## Start Extracted information

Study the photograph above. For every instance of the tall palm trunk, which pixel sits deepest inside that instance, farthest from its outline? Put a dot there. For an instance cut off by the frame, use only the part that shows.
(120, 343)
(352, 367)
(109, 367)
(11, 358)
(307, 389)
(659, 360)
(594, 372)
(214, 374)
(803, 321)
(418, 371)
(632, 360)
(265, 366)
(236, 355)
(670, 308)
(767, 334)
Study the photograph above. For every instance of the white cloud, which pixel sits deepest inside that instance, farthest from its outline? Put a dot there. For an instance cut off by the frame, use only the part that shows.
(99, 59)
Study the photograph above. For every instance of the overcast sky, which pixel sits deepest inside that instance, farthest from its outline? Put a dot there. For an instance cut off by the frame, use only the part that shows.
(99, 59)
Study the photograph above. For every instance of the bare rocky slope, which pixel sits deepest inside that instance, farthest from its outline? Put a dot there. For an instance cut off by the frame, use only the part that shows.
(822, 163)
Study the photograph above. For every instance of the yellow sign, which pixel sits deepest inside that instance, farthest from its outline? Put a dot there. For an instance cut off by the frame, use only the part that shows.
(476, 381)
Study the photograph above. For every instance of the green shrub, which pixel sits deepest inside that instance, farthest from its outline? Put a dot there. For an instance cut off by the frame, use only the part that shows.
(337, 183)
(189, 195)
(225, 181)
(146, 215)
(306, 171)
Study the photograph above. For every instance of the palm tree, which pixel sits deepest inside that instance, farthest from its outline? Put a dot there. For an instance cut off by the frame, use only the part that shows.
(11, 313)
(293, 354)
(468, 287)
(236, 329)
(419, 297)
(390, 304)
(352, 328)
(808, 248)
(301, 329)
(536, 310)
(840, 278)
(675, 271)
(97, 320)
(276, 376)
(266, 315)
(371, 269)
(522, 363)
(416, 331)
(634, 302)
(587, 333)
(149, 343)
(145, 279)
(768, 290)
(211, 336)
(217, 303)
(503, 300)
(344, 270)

## End Extracted information

## The task:
Give the listing above as a two-column CSV headed text and answer, with one row for each paragraph of instructions: the paragraph in the text column and every coordinate pair beneath it in the answer column. Put each field in quotes, replace line breaks with spaces, and cover the whole listing.

## Solution below:
text,answer
"Study the photograph above. For every instance of the tall palm trunk, which pixel sits deepest inside that instance, farthest from its outline? Put a dot there. For an instance cut off by the frame, use only the part that shows.","(120, 343) (352, 367) (109, 367) (11, 358) (307, 389) (659, 360) (594, 372) (214, 374) (803, 321) (418, 371) (632, 360) (265, 366) (236, 355) (670, 308) (767, 334)"
"Study the photograph above. For every instance of the white cloud, which pixel sits deepest inside that instance, farthest from its outline? Put a dot there. For an instance cut off by the frame, use only the part that shows.","(99, 59)"
"Study the photograph above. For every instance of the overcast sky, which pixel sits deepest inside that instance, farthest from its outline? Put a dot there. For an instance cut off by the frame, use only the part that shows.","(99, 59)"
"Study the photograph above. For every instance of the bare rocky slope, which pixel sits deepest inside that instance, farthest from its outline? Put a dot there. For an instance cut off by the frame, use only the part that shows.","(822, 163)"
"Study the photograph above. For every instance of the yellow sign, which pixel sits deepest inside that instance, farthest from its outline? Put a dot there. For an instance cut off by the frame, use only the part that shows.","(476, 381)"
"Study the photograph above. For every instance of the green shrub, which pixel sits deepest inside that instance, farthest from its outline? Put a dot there. For an instance cut off by the frame, use only the part that shows.","(337, 183) (189, 195) (225, 181) (146, 215) (306, 171)"
"Study the photograph above. For every instance of the palm tree, which pixel sits deepest inside that instance, farthest from its outline? Put a dot there. For an instance cut off by the frame, use only the part that shows.","(11, 313) (293, 354) (468, 287) (236, 329) (419, 297) (390, 304) (352, 328) (808, 248) (301, 329) (536, 310) (840, 278) (675, 271) (97, 320) (276, 376) (266, 315) (371, 269) (522, 363) (416, 331) (634, 302) (587, 333) (149, 343) (145, 279) (768, 290) (211, 336) (217, 303) (503, 300) (344, 270)"